Wie kommts, dass hier andere Werte angegeben sind (6V vs 8V)?

LaingDDC


----------



## Herbboy (6. April 2016)

Narbennarr schrieb:


> Ist egal wo sie dran hängt. Die Angaben zur Leistungsaufnahme beziehen sich dabei (bei Lüftern ist das genau so, eben so bei HDDs) auf den laufenden Betrieb.
> Zum starten benötigen die Geräte kurzzeitig deutlich mehr Saft. Kann man sich quasi als anschubsen vorstellen. Dur brauchst ja auch weniger Kraft ein bereits rollendes Auto zu schieben, als es aus dem Stand heraus zu bewegen


 das ist klar, ich dachte aber halt, dass die Pumpe konstant viel Watt zieht und diese Watt zum starten völlig reichen und sie dann halt langsam ins Rollen kommt, und irgendwann hat sie dann halt die volle Drehzahl - aber alles eben ständig bei 10W. Ist da eine Platine drin, die absichtlich anfangs mehr Strom zieht, oder wie funktioniert das?

Was ich mich dann aber frage: wieso sind 7V dann evlt ein Problem, wieso zieht die Pumpe (oder auch ein Lüfter) da nicht einfach auch so viel Strom, dass es reicht?


----------



## SpatteL (6. April 2016)

Ignorierst du meine Beiträge? 

Da ist keine Platine drin, das ist elektrotechnisch einfach so.
Mit 7V kann das Magnetfeld evtl. nicht stakt genug werden um die Welle in Bewegung zu setzen.

MfG


----------



## ziko (6. April 2016)

Seit P35, aktuell ein X99 Asrock, betreibe ich 2 Laing DDC1-plus T am Mainboard. Egal ob CPU oder ein anderer Anschluss, welcher geeigneter ist das Kabel u verstecken.
Ohne jemals einen Schaden. 
Also ist eure Diskussion hinfällig.
Der Aquaero ist ungeeignet weil er sich, trotz Kühlkörper, erhitzt.

**Bereitgestellte Daten:**
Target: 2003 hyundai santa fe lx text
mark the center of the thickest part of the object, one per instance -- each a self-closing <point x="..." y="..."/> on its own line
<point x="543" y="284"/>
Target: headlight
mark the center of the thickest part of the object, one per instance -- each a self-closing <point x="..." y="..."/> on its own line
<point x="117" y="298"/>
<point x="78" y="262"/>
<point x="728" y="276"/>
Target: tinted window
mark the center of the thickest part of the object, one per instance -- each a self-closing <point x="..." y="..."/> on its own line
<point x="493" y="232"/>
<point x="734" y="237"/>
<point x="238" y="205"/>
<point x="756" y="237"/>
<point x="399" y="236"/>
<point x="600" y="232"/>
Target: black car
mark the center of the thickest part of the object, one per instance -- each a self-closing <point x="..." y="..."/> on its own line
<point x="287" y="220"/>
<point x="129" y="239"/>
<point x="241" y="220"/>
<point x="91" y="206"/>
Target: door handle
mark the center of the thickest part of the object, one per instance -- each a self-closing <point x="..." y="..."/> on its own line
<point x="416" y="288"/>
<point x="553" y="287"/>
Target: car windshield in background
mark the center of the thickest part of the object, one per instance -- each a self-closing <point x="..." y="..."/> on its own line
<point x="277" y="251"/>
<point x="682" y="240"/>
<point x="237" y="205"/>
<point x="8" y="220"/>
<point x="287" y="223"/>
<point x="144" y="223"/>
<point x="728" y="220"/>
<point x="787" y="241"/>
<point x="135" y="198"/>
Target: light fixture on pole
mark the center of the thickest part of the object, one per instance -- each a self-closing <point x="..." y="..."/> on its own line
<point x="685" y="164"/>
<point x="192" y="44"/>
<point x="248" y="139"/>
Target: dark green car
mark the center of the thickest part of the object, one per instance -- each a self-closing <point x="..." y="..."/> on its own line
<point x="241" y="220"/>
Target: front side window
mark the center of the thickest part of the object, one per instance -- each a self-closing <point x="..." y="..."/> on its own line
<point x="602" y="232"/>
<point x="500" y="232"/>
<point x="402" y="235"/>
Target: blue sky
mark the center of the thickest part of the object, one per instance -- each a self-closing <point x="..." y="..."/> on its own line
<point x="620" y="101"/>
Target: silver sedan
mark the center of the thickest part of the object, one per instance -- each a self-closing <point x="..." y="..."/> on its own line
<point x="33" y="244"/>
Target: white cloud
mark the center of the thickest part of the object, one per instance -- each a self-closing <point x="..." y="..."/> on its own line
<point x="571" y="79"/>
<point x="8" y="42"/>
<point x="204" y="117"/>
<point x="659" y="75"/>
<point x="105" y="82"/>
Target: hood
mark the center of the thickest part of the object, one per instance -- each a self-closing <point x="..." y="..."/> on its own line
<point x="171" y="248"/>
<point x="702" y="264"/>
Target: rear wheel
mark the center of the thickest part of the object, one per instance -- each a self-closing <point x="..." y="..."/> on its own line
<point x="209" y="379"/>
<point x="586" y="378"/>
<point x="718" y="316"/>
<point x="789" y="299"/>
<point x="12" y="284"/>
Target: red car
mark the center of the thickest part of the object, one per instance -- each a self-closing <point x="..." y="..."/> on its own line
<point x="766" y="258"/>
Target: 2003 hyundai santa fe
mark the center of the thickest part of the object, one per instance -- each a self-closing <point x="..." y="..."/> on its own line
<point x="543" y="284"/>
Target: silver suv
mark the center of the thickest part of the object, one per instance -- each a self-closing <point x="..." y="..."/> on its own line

**Aufgaben zur Übung:**
• 1. Welchen Grund nennt ziko im Textauszug dafür, dass der Aquaero ungeeignet ist?
• 2. Schreibe aus dem Textauszug wortgetreu ab: Setze bei den Worten „Was ich mich“ ein und höre nach „du meine Beiträge?“ auf.

**Die Lösungen:**
• 1. Er erhitzt sich trotz Kühlkörper.

• 2.
Was ich mich dann aber frage: wieso sind 7V dann evlt ein Problem, wieso zieht die Pumpe (oder auch ein Lüfter) da nicht einfach auch so viel Strom, dass es reicht?


----------



## SpatteL (6. April 2016)

Ignorierst du meine Beiträge?